### COSA FARE
Nel testo sul potere della Chiesa, riporta il passo che parte da "In verità, nulla" e si chiude dopo "ai nostri tempi.", sostituendo ogni "potere civile" con "potere statale".

### TESTO FORNITO
Con criterio diametralmente opposto a tutto questo si è deliberato nell’assemblea di Baden, da cui furono emanati articoli che distruggono la giusta dottrina del potere ecclesiastico, e riducono la stessa Chiesa in una riprovevole e ingiusta schiavitù. La Chiesa sarebbe sottomessa al potere laico nel pubblicare i decreti dogmatici qualora si stabilisse che le leggi da lei emanate circa la disciplina rimarrebbero senza forza e senza effetto se non promulgate con il consenso dell’autorità secolare, con aggiunta l’intenzione di procedere penalmente contro coloro che si comportassero diversamente. Che altro? Alla stessa potestà civile si dà libera facoltà di approvare o di rigettare tutto ciò che i sinodi, che noi chiamiamo diocesani, hanno stabilito per le singole circostanze: di presiedere i Seminari; di confermare la loro disciplina interna fissata dai sacri Vescovi; di designare, dopo l’esame nelle singole materie scientifiche, i chierici agli uffici ecclesiastici; di disporre in ogni istituzione religiosa e morale del popolo; di regolare infine tutto ciò che riguarda quella che chiamano disciplina esterna della Chiesa, benché sia di natura e d’indole spirituale, e di ordinare il culto divino e la salute delle anime.

In verità, nulla appartiene più propriamente alla Chiesa, e Cristo nulla più strettamente ha voluto riservare ai suoi pastori che l’amministrazione dei Sacramenti da Lui istituiti. La ragione di questa riserva può essere giudicata soltanto da coloro che Egli stabilì come ministri della sua opera sulla terra. È del tutto ingiusto perciò che il potere civile rivendichi per sé qualcosa a proposito del santissimo esercizio della potestà ecclesiastica; è del tutto ingiusto che il potere civile stabilisca alcunché in tale esercizio o imponga obblighi ai ministri sacri; è del tutto ingiusto che il potere civile con le sue leggi si ponga contro le norme che stabiliscono il modo di amministrare i sacri misteri al popolo cristiano, sia quelle fissate negli scritti, sia quelle trasmesse a viva voce dalle origini della Chiesa fino ai nostri tempi.

### LE VOCI
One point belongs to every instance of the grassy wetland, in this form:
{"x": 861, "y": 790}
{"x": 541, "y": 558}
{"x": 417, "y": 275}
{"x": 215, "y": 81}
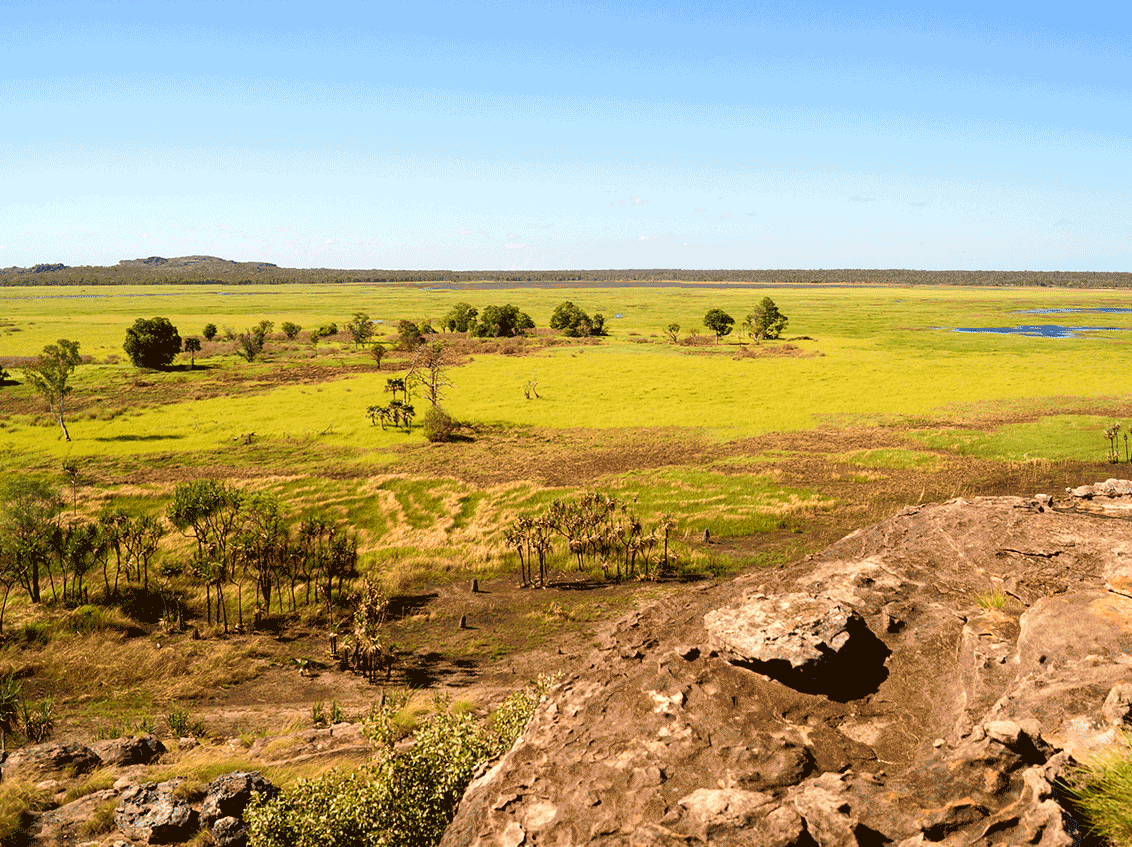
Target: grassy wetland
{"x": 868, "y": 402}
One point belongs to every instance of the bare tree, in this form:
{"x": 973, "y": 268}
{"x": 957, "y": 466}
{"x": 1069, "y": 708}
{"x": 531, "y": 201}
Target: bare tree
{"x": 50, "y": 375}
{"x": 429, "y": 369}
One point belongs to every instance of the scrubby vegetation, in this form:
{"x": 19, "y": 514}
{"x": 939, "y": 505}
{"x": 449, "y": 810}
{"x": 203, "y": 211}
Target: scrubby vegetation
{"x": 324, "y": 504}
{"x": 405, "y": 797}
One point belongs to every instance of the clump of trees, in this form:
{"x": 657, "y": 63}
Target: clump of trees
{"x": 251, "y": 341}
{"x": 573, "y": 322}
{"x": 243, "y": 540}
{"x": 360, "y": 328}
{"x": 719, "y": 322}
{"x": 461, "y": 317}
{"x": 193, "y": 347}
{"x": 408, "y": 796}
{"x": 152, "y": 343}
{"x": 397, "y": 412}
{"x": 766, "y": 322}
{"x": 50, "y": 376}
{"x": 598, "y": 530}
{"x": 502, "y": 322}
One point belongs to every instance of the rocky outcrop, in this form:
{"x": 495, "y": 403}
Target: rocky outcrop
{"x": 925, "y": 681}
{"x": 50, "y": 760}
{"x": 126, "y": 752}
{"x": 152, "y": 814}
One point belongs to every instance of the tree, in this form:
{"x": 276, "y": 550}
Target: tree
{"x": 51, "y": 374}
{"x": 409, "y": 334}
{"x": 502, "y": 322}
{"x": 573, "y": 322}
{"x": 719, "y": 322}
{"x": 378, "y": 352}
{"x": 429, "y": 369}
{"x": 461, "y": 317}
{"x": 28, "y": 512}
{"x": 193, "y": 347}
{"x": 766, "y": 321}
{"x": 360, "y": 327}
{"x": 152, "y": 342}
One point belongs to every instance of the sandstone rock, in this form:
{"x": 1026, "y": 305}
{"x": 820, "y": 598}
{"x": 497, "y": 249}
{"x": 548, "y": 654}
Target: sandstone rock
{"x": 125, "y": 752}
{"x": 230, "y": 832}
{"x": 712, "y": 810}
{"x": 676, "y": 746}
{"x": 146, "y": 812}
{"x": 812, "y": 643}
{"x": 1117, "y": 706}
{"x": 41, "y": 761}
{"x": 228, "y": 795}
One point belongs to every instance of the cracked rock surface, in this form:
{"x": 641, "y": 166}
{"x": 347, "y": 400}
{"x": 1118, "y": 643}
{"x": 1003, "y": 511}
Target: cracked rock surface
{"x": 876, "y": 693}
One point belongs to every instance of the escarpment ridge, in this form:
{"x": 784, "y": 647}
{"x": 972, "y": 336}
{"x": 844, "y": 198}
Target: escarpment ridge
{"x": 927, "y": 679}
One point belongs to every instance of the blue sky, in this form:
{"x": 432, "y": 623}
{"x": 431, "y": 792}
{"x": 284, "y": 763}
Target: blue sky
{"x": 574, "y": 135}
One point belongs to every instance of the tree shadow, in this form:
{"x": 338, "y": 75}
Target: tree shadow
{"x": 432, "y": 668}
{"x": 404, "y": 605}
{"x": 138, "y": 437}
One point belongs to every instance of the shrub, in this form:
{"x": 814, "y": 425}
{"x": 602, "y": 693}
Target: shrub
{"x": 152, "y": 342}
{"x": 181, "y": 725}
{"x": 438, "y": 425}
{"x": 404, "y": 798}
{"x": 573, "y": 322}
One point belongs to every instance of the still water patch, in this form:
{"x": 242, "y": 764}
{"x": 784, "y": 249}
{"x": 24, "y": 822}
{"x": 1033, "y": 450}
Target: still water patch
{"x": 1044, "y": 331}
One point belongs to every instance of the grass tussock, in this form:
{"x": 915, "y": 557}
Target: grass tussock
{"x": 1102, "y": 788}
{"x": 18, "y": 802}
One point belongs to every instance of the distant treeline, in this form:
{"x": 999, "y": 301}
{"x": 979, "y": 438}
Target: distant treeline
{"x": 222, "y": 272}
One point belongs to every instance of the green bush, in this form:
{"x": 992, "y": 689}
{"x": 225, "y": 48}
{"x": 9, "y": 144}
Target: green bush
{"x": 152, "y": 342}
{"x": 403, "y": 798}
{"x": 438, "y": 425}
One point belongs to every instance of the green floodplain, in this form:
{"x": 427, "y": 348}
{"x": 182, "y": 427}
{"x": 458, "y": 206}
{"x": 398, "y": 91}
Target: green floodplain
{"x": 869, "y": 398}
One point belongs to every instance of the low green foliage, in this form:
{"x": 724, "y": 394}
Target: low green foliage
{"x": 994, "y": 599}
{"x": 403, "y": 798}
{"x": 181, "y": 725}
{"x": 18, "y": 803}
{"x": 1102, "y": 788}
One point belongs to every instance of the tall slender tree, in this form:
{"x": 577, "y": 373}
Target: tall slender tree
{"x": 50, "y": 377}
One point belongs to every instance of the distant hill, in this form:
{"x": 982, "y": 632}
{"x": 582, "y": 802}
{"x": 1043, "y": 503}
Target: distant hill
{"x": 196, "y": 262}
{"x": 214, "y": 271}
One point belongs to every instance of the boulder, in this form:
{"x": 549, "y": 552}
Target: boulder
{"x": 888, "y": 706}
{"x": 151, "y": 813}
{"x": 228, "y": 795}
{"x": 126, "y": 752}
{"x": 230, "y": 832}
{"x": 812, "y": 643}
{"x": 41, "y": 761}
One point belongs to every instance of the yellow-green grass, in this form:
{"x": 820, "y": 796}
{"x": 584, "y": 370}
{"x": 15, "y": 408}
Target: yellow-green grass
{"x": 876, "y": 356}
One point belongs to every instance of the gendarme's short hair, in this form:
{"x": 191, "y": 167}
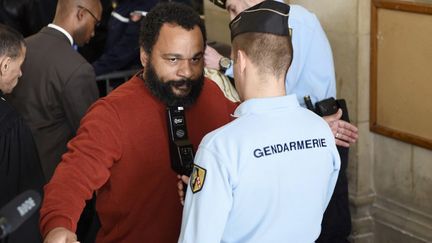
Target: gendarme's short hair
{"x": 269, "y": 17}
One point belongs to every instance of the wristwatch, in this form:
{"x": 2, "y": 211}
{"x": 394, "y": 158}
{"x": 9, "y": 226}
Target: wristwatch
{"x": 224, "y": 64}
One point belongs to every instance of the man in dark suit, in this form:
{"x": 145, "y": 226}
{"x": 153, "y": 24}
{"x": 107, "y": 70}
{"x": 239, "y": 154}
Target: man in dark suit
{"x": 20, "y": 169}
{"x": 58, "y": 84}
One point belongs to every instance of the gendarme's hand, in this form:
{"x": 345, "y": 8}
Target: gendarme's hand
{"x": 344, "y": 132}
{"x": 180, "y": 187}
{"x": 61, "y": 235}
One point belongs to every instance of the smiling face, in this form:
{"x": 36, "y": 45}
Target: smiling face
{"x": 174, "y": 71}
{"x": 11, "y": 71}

### LA RISPOSTA
In verità, nulla appartiene più propriamente alla Chiesa, e Cristo nulla più strettamente ha voluto riservare ai suoi pastori che l’amministrazione dei Sacramenti da Lui istituiti. La ragione di questa riserva può essere giudicata soltanto da coloro che Egli stabilì come ministri della sua opera sulla terra. È del tutto ingiusto perciò che il potere statale rivendichi per sé qualcosa a proposito del santissimo esercizio della potestà ecclesiastica; è del tutto ingiusto che il potere statale stabilisca alcunché in tale esercizio o imponga obblighi ai ministri sacri; è del tutto ingiusto che il potere statale con le sue leggi si ponga contro le norme che stabiliscono il modo di amministrare i sacri misteri al popolo cristiano, sia quelle fissate negli scritti, sia quelle trasmesse a viva voce dalle origini della Chiesa fino ai nostri tempi.